Aim :: Begin at the line that contains "answer like [339,135]." and repeat every line from there to the end of the records below, inclusive, without adding any other line.

• • • •

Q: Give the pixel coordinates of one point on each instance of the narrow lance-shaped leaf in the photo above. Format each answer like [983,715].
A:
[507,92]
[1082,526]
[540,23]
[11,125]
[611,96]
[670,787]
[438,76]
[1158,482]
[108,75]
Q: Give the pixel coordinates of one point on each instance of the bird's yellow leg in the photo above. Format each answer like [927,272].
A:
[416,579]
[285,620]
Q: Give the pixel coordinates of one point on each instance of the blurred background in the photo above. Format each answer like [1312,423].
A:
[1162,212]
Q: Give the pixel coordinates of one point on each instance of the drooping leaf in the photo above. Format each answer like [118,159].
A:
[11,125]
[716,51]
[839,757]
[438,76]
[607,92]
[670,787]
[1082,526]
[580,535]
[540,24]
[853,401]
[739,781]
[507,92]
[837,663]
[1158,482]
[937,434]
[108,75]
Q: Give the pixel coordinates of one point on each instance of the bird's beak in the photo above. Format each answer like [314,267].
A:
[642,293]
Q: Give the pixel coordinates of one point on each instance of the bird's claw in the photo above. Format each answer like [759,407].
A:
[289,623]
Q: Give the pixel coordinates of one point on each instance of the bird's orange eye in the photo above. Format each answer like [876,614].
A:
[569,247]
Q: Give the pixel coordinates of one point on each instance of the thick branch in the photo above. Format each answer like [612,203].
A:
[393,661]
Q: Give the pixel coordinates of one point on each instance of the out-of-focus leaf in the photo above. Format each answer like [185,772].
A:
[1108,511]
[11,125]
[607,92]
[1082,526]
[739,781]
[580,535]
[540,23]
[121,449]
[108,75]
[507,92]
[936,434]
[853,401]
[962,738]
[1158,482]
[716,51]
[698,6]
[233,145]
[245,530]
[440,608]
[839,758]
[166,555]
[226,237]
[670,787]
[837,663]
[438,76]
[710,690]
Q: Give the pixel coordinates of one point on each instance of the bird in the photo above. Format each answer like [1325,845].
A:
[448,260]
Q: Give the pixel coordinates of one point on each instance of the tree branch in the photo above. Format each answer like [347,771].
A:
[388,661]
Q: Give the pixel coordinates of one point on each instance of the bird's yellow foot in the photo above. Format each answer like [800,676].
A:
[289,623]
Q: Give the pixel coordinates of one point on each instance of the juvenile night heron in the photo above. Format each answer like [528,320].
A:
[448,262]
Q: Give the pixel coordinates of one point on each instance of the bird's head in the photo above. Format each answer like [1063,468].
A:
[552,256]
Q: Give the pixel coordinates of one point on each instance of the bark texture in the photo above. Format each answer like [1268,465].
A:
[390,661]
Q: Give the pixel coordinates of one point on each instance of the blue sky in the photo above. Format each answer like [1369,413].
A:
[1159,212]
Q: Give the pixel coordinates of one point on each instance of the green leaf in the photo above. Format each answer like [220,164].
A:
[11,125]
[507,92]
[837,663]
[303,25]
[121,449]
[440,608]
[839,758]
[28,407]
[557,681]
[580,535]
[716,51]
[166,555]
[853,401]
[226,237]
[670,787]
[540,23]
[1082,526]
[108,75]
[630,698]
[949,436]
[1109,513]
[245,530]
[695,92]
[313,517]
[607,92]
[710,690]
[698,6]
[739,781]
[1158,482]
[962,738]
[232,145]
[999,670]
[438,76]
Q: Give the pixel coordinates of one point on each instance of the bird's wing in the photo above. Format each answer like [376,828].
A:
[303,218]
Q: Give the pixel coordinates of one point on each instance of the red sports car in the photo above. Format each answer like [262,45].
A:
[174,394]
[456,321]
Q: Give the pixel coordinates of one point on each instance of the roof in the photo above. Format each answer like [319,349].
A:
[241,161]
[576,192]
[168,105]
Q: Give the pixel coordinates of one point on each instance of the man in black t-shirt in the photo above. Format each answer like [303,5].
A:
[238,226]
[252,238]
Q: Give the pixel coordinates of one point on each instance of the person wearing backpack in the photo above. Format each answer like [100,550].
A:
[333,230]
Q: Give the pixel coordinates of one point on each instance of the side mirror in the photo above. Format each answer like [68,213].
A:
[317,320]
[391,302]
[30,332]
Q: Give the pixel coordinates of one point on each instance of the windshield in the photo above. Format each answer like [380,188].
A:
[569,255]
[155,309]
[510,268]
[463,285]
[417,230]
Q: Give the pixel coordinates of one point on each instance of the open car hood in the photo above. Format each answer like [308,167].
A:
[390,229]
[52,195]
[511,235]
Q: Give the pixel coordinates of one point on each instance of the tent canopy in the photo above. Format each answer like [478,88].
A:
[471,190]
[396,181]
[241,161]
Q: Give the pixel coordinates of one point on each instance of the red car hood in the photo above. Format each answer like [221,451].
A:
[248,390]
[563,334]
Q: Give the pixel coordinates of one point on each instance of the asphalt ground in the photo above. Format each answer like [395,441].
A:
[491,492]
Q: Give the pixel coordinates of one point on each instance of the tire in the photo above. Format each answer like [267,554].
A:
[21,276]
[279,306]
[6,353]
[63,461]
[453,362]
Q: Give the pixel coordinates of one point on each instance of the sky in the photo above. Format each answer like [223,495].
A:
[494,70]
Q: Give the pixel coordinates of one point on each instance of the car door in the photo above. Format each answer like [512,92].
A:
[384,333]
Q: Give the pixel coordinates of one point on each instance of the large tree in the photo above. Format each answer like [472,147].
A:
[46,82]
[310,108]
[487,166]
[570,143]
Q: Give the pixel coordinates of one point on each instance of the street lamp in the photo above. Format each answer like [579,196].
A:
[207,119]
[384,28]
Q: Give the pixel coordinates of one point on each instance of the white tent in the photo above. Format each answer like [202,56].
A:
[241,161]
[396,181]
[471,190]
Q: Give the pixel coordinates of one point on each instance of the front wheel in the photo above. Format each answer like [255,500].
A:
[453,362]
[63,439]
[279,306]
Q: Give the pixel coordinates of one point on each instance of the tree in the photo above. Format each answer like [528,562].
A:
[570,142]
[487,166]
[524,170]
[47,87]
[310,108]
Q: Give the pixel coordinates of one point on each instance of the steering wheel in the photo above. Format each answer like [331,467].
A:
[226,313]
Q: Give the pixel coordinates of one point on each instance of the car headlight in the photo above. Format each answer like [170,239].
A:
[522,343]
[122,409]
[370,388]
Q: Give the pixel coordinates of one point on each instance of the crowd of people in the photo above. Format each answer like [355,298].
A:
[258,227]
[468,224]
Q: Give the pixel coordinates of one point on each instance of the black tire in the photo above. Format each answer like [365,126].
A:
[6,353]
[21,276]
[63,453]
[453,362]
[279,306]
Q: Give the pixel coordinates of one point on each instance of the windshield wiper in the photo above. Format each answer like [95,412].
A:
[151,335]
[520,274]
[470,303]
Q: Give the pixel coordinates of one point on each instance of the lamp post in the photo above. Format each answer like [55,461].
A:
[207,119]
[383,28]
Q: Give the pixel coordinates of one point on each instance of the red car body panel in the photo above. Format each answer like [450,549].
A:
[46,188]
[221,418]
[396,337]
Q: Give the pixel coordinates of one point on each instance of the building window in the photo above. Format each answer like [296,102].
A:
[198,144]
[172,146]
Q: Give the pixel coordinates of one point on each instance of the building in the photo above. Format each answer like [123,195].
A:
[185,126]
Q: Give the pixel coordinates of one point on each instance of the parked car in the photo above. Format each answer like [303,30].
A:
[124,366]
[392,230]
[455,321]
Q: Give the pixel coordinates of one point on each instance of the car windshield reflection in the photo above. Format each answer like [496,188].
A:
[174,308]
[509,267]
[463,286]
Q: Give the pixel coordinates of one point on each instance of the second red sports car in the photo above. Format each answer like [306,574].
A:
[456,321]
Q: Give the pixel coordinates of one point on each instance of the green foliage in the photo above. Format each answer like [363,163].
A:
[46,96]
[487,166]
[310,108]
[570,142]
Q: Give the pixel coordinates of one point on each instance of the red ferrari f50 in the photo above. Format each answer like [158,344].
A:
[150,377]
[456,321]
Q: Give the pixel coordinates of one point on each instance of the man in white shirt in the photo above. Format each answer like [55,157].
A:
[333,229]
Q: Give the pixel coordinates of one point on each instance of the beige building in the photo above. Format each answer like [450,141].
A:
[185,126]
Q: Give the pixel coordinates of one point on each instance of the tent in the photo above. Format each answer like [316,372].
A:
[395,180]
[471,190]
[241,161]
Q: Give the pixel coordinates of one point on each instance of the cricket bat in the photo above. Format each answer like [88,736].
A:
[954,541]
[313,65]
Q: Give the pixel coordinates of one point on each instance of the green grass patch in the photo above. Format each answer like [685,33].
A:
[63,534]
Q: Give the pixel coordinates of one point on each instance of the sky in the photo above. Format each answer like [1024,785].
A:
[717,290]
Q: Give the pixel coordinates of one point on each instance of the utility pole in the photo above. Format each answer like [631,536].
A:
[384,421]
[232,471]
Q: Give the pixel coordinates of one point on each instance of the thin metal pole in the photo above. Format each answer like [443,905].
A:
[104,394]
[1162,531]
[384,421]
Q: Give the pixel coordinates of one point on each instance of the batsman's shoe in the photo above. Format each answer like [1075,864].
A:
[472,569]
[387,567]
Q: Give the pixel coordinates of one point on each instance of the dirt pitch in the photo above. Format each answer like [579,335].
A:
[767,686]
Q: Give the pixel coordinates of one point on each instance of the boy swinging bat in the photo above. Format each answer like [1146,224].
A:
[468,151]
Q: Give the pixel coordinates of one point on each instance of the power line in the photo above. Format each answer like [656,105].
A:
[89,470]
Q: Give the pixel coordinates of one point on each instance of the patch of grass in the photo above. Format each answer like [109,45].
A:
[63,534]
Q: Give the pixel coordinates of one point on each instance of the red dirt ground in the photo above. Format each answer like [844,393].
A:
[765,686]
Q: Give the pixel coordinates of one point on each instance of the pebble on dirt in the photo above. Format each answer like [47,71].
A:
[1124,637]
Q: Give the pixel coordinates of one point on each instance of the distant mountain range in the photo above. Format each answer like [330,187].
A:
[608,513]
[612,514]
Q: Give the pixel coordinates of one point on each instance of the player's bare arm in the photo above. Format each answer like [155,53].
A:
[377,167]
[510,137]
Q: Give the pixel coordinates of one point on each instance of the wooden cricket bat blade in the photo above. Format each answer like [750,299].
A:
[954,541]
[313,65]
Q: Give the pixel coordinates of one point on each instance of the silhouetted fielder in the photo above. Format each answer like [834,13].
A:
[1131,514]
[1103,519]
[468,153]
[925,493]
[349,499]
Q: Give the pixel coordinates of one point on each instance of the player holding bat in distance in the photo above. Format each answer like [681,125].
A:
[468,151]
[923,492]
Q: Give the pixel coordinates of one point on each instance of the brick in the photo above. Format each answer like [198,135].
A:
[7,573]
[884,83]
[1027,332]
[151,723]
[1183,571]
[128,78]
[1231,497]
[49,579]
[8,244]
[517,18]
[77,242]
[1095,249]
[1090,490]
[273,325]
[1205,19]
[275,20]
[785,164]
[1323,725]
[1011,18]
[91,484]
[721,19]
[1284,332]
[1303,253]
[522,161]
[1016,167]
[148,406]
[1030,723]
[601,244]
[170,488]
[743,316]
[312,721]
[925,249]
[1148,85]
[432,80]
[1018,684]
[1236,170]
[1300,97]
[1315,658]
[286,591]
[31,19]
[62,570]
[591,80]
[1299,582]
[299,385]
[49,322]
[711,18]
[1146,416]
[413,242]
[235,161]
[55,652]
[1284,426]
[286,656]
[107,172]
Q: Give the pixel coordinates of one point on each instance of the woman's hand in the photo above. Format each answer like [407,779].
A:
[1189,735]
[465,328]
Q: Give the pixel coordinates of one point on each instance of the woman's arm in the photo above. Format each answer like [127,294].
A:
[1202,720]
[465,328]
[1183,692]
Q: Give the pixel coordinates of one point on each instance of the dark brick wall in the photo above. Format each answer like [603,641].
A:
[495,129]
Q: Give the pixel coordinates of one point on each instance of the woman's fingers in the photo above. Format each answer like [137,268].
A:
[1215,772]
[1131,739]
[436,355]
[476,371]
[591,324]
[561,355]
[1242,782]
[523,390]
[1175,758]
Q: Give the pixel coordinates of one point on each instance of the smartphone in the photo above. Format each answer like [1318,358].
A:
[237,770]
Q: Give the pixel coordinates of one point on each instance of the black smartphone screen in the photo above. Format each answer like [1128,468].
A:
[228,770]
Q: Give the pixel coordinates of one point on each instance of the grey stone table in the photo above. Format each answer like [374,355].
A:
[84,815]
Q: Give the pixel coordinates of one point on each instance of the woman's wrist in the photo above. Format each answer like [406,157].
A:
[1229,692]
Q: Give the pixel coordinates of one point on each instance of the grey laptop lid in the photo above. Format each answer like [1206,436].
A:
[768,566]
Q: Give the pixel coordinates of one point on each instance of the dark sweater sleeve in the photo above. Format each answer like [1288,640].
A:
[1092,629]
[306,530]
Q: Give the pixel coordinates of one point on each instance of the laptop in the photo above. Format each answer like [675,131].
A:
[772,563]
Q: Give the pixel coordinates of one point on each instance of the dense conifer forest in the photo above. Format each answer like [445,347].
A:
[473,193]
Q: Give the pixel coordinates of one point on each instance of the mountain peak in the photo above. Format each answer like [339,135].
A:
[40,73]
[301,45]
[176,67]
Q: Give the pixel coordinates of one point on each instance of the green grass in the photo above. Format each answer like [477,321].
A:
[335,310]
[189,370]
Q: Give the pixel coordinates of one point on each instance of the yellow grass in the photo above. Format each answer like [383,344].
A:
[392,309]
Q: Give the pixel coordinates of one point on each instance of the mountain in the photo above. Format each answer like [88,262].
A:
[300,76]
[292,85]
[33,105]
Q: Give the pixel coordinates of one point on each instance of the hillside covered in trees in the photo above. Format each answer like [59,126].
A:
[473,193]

• • • •

The reply ::
Q: Give the pixel coordinates of one point on each instance of the mountain peak in the photo above. Format each answer like [339,135].
A:
[40,73]
[301,45]
[176,67]
Q: Give the pixel coordinates of one point on each instance of the green grass in the photo above. Format each answer like [477,321].
A:
[335,310]
[189,370]
Q: Give the pixel coordinates of one point on each instance of the yellow grass in the photo above. Format each answer like [383,344].
A:
[392,309]
Q: Give the pixel coordinates of one point on each instance of the mountain in the photo above. Format each answer like [88,262].
A:
[300,76]
[292,85]
[33,105]
Q: Give the pixel coordinates of one point on each instance of the hillside covered in trees in the photo above. Format each answer like [59,126].
A:
[473,193]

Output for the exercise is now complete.